TASK STATEMENT -> Swap "spent" for "faded" in the items below and write them out again with nothing else changed, leaving out the pictures.

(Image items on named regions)
=======
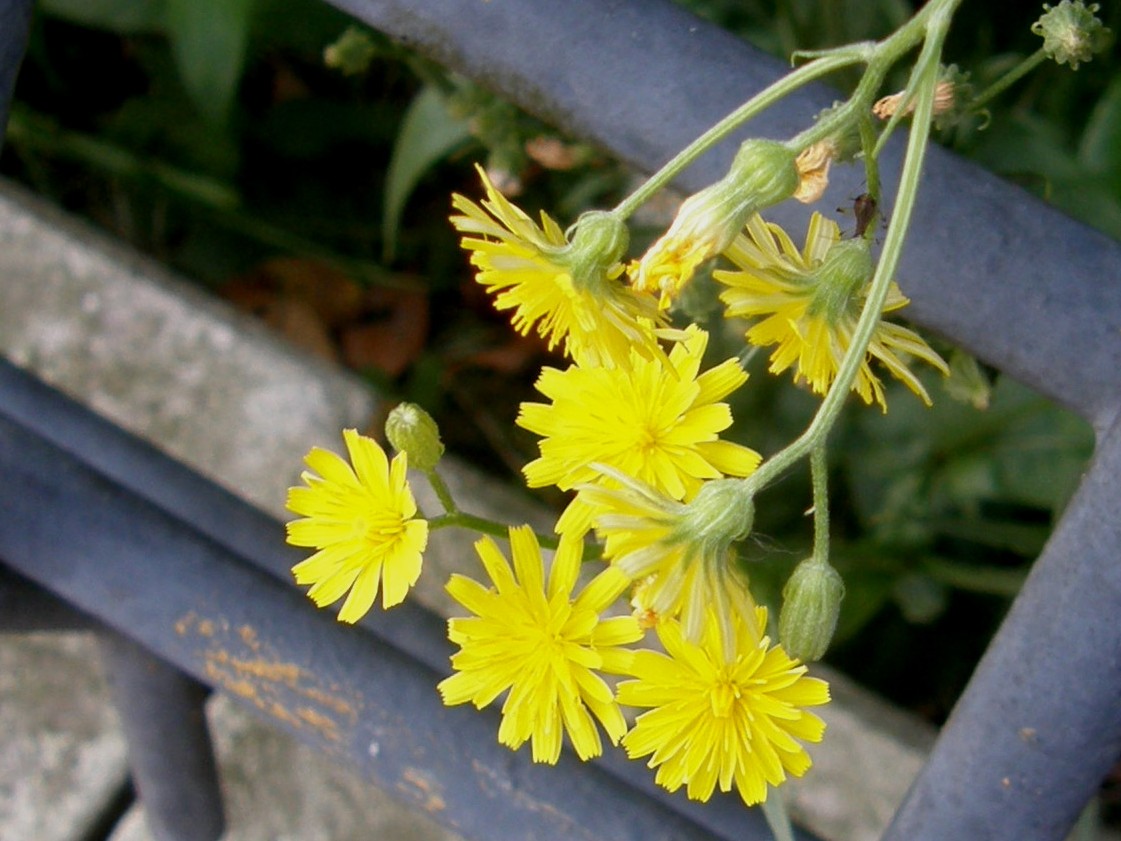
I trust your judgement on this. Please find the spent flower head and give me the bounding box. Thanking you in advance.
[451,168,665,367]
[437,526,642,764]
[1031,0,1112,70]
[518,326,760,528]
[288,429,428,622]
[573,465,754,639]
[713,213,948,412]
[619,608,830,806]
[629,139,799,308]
=======
WORKED SOLUTION ->
I trust your judgement on this. Please find the faded flower head and give me the bounding box. Thanking you in advance.
[451,168,665,367]
[437,526,642,764]
[1031,0,1112,70]
[518,326,760,528]
[288,429,428,622]
[573,465,754,639]
[713,213,948,412]
[619,608,830,806]
[629,139,799,308]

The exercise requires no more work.